下の一覧から、文字列「hoodie」を含む行をすべて返してください。大文字と小文字は区別します。

コレクションから取り出した項目:
• • • • •

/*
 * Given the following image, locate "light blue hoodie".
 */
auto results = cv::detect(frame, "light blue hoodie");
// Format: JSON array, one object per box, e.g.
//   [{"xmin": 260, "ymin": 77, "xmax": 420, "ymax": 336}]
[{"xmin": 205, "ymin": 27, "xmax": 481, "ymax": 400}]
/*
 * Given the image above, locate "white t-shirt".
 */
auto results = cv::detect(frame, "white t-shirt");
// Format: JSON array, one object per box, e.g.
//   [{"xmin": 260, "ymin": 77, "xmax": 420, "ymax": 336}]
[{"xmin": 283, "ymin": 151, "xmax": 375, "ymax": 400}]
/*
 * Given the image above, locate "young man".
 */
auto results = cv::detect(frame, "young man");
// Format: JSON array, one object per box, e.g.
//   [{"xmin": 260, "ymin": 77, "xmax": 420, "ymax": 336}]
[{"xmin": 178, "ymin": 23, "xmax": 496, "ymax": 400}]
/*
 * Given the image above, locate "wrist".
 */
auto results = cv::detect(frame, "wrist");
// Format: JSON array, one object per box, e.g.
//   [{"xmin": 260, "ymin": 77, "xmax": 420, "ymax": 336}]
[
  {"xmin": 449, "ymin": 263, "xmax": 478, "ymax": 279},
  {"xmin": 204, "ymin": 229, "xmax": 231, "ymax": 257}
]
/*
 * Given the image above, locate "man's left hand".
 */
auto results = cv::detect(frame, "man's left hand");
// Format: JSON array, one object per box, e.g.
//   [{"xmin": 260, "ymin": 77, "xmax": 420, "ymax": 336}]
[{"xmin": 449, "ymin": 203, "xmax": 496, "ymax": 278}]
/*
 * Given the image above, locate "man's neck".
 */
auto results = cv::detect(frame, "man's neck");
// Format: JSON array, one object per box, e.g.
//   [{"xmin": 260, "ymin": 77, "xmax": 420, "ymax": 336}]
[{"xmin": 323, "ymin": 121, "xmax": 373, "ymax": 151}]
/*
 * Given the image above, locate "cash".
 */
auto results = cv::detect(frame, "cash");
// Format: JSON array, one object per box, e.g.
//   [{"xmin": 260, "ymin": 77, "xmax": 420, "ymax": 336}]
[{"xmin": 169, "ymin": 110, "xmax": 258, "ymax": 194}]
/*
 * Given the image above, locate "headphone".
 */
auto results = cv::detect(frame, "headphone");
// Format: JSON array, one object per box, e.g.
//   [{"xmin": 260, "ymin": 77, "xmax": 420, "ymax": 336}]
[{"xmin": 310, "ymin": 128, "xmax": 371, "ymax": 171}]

• • • • •

◆ **この問題の解答**
 * Given the following image, locate "light blue hoodie".
auto results = cv::detect(frame, "light blue hoodie");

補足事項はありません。